## What you need to do
Reproduce word for word the passage of the FCA article running from "Britain’s new regulator, the" to "the subject Wednesday.".

## Extract

Britain’s new regulator, the Financial Conduct Authority (FCA), has published two new papers setting out efforts to use behavioural economics to improve regulation.
The FCA says that it is interested in using behavioural economics to help it understand the sorts of mistakes financial consumers make, how firms respond to these mistakes, how this affects competition, and how this may impact regulation. So, it has initiated research into these issues, and published two papers on the subject Wednesday.
The first paper reviews how consumers choose and use financial products, and how behavioural biases can lead to firms competing in ways that are not in the interests of consumers. The second paper looks at ways to improve redress for consumers through communications.
“Regulating to reduce consumer errors will pose significant challenges as there are relatively few precedents,” the first paper concludes. However, it says these challenges can be overcome.

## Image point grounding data
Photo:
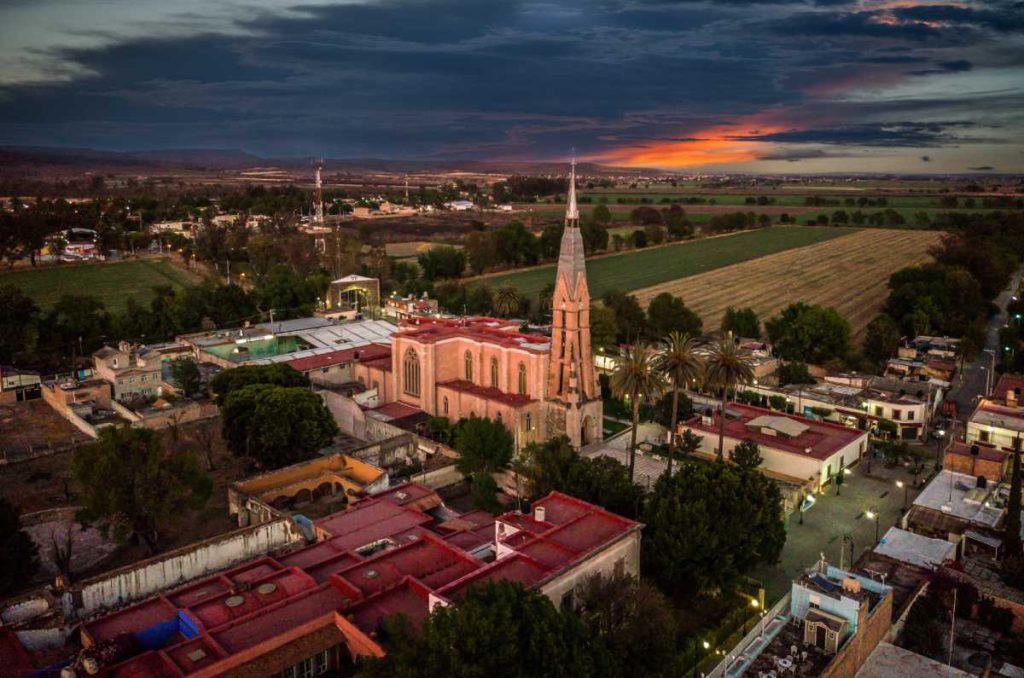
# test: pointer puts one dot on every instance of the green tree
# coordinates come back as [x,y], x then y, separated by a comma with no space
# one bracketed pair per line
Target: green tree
[709,524]
[484,446]
[747,454]
[275,425]
[668,313]
[630,319]
[507,301]
[726,369]
[19,335]
[1012,526]
[636,380]
[603,328]
[682,365]
[186,375]
[741,323]
[460,641]
[635,624]
[811,334]
[18,554]
[279,374]
[881,339]
[133,488]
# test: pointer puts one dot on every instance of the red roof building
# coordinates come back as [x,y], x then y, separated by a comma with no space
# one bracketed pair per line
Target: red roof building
[322,605]
[796,448]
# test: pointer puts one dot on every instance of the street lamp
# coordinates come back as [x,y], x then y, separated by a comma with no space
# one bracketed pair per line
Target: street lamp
[906,489]
[871,515]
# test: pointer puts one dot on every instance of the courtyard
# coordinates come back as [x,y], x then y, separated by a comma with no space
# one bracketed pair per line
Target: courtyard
[832,517]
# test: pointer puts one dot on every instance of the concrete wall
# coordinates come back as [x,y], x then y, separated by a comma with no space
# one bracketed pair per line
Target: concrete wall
[144,579]
[624,554]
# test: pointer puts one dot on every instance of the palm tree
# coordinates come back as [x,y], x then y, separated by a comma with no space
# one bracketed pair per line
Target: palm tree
[680,364]
[508,300]
[636,379]
[727,368]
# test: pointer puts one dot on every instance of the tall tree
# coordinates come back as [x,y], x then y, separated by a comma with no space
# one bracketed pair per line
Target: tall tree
[133,488]
[741,323]
[682,366]
[709,524]
[634,622]
[18,554]
[459,641]
[727,368]
[275,425]
[636,379]
[668,313]
[484,446]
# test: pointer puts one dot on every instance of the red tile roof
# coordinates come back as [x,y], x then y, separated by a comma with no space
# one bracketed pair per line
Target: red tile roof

## The completed task
Britain’s new regulator, the Financial Conduct Authority (FCA), has published two new papers setting out efforts to use behavioural economics to improve regulation.
The FCA says that it is interested in using behavioural economics to help it understand the sorts of mistakes financial consumers make, how firms respond to these mistakes, how this affects competition, and how this may impact regulation. So, it has initiated research into these issues, and published two papers on the subject Wednesday.